(Records drawn from a dataset)

▬▬▬▬▬▬▬▬▬▬

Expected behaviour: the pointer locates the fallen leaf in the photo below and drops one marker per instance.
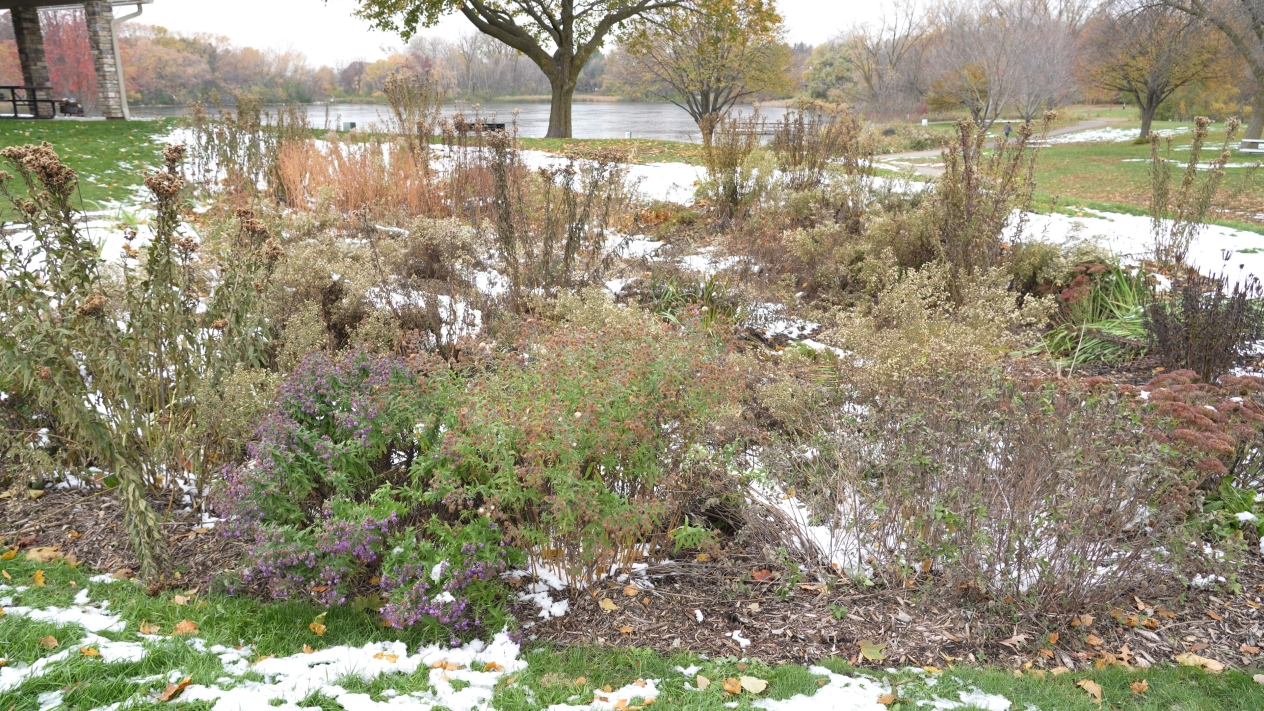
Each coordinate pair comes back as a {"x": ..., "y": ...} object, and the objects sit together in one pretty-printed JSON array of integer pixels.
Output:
[
  {"x": 172, "y": 691},
  {"x": 44, "y": 554},
  {"x": 1191, "y": 659},
  {"x": 317, "y": 625},
  {"x": 1092, "y": 687},
  {"x": 1015, "y": 642},
  {"x": 753, "y": 685},
  {"x": 872, "y": 650}
]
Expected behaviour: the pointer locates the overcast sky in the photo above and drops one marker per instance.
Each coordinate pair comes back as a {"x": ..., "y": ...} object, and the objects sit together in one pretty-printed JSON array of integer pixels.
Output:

▬▬▬▬▬▬▬▬▬▬

The task:
The records above are to be transcribed in full, with images omitted.

Answer box:
Expected behaviour: the pointer locates the fallen leaf in the photo below and drops one marker per instance.
Each coordinate pair comes back as a {"x": ..., "y": ...} object, and the objects sit together in one pretty-printed JSON array of integer pixels.
Output:
[
  {"x": 172, "y": 691},
  {"x": 44, "y": 554},
  {"x": 1191, "y": 659},
  {"x": 317, "y": 625},
  {"x": 1092, "y": 687},
  {"x": 1015, "y": 642},
  {"x": 753, "y": 685},
  {"x": 872, "y": 650}
]
Expected behaviour: the pointer locates the overcast sky in the photo above and drops one marker per instance.
Each coordinate pair comes back as a {"x": ..., "y": ...} object, and the objects sit together in one pretty-printed JSON array of integer pixels.
Output:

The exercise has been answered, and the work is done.